§ Objective
Identify each line of the data below that contains the word "leaf", and copy every such line in full.
[Records for the exercise start]
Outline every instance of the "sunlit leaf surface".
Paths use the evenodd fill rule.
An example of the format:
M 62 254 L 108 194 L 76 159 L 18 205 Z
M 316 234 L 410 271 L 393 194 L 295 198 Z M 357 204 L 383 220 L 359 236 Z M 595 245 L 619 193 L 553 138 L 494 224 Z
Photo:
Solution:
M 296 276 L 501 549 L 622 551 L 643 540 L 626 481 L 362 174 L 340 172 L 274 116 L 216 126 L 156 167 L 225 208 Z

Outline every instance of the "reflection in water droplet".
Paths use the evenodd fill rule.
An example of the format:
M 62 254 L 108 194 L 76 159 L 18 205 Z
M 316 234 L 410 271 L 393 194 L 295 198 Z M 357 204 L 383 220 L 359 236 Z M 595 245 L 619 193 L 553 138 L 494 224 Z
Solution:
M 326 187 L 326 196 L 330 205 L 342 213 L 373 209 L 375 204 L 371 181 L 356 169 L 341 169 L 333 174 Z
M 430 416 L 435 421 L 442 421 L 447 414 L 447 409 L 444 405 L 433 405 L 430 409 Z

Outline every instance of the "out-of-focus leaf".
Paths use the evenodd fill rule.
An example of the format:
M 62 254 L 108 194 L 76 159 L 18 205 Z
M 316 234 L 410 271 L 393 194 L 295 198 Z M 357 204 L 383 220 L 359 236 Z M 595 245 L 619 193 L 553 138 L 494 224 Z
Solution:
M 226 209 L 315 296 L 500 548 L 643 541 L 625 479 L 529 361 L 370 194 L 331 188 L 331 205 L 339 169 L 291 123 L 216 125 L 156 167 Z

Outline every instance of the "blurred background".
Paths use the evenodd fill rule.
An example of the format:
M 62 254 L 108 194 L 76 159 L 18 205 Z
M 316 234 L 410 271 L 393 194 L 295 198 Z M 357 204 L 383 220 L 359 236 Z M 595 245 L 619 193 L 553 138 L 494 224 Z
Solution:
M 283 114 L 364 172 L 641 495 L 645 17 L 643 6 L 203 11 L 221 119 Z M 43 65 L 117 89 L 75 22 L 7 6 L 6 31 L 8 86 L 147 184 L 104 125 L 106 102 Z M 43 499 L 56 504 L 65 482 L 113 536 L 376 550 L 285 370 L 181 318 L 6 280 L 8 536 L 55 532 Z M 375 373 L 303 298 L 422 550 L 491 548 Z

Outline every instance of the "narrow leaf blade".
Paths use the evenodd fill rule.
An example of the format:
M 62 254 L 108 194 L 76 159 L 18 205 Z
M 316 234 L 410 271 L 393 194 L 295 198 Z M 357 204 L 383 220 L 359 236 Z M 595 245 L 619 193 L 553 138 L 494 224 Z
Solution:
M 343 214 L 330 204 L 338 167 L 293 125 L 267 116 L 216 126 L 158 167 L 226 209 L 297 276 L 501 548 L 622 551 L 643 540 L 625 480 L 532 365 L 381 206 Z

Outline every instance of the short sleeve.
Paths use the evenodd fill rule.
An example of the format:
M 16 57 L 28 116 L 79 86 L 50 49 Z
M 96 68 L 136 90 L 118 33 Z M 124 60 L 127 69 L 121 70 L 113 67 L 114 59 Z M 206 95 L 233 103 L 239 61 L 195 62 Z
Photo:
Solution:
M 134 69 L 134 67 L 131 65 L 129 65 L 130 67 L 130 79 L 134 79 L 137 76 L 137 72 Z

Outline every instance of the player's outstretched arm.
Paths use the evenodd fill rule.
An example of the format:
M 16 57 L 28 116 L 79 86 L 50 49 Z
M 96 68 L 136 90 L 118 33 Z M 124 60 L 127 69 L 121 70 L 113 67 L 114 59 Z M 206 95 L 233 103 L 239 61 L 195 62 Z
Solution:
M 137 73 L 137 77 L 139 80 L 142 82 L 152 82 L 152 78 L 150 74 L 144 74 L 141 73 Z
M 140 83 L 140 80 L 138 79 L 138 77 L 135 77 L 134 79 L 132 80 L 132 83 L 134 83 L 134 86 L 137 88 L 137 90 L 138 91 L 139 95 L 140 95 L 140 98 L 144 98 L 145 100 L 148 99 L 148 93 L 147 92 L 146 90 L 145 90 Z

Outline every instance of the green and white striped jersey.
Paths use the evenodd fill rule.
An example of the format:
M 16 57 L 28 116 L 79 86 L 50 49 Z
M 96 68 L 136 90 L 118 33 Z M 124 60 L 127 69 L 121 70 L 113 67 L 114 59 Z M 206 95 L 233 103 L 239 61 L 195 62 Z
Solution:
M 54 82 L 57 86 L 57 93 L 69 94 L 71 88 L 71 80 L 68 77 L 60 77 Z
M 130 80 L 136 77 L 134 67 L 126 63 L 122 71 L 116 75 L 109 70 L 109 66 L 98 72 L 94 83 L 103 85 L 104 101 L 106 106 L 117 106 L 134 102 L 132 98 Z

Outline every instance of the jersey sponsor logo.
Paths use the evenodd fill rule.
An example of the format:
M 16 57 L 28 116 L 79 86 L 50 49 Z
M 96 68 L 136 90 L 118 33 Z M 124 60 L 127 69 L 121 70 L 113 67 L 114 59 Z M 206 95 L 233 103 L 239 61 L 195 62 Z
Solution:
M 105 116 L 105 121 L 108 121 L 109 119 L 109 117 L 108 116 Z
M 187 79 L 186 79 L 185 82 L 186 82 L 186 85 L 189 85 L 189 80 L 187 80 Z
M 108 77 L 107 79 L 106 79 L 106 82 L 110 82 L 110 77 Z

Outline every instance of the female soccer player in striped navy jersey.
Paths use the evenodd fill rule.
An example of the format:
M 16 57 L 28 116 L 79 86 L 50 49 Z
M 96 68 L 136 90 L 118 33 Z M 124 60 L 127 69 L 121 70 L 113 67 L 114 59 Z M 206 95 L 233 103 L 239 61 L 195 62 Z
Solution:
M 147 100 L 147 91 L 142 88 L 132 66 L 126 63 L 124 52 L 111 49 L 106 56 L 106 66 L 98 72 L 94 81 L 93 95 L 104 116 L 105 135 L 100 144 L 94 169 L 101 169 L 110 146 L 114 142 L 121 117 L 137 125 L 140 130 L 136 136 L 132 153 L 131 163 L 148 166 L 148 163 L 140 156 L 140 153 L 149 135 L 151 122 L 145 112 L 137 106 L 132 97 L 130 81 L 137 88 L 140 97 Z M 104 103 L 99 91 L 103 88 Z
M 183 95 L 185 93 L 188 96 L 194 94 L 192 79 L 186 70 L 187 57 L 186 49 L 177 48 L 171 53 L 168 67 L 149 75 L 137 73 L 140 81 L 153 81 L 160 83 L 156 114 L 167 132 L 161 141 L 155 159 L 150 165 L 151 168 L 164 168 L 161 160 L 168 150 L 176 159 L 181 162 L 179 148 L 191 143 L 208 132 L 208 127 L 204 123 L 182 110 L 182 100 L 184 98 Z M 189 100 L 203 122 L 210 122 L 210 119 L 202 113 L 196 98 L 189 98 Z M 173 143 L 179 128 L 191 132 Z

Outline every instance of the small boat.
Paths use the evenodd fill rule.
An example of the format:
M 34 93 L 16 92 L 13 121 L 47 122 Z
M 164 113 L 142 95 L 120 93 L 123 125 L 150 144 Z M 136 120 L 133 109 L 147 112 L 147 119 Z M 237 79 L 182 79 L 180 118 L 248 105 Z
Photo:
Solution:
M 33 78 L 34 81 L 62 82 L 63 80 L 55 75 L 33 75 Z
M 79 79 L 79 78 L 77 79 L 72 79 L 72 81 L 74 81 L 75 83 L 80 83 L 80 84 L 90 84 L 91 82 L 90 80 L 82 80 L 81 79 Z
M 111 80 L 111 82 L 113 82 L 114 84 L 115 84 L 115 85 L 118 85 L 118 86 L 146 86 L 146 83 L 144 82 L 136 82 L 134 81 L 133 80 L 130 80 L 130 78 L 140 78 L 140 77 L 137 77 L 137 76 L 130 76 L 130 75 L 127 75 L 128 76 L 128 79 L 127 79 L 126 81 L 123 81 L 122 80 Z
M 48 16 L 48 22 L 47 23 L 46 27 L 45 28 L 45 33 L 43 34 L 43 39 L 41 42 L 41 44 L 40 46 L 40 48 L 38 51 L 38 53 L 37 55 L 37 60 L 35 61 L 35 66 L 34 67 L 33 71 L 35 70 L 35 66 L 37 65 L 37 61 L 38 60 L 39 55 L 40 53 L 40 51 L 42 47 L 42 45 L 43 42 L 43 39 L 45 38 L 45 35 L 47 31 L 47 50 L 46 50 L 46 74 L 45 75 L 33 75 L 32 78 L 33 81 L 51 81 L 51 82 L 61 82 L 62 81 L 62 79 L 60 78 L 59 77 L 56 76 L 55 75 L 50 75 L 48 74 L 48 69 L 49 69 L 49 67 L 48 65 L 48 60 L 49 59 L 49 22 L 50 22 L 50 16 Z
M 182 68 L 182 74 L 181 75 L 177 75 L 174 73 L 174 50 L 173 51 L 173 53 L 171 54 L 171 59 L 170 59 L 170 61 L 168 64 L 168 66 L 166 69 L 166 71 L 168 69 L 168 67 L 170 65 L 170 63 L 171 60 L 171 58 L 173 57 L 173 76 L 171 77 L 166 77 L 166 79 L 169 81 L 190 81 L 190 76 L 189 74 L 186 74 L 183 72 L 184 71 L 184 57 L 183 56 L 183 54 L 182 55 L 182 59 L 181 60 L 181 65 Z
[Records for the exercise end]
[Records for the exercise start]
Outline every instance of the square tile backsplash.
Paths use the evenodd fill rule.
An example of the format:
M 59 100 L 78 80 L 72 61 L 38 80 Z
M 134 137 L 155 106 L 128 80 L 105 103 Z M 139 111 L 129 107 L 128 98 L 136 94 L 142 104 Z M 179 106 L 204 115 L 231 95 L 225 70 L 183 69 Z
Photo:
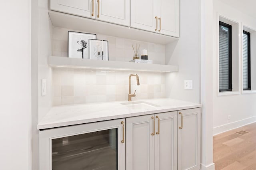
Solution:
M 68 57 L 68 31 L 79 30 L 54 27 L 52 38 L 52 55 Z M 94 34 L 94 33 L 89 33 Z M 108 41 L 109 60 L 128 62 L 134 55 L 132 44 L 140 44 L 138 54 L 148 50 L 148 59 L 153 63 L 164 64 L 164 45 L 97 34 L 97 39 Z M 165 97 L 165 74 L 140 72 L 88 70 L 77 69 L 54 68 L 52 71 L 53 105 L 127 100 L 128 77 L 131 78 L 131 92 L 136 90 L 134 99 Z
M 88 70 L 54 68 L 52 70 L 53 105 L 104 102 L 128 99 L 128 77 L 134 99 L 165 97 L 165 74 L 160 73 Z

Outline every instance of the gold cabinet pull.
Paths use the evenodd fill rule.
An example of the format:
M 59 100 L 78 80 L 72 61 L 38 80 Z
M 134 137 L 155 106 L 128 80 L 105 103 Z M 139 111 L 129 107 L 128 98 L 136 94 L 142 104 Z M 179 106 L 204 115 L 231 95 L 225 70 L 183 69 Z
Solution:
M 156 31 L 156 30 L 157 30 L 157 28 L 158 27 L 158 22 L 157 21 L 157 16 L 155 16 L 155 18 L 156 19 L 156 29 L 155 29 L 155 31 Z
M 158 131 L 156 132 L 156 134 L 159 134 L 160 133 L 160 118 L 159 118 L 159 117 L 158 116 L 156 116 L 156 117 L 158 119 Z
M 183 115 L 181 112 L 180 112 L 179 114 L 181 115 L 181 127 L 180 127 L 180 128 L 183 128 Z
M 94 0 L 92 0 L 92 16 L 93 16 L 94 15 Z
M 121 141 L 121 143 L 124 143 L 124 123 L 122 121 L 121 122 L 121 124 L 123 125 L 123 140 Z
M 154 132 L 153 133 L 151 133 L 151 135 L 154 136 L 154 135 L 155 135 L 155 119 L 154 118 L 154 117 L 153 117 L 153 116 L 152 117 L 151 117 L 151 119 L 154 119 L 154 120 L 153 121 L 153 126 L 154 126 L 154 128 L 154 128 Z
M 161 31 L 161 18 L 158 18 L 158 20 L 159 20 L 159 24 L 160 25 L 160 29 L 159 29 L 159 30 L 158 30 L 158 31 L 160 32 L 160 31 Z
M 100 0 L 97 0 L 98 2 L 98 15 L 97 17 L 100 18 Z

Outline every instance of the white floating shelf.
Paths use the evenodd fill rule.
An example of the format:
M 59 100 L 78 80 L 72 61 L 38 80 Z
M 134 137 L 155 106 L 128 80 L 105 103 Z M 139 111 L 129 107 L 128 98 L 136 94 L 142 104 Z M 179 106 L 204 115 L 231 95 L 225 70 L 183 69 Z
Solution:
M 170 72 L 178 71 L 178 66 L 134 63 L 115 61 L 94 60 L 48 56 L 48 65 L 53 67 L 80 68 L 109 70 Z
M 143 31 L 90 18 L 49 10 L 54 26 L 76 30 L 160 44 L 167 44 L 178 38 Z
[Records for the exercise end]
§ Completed task
Outline every instance of the "sunlit leaf surface".
Outline every instance of the "out-of-focus leaf".
Outline every instance of the "narrow leaf blade".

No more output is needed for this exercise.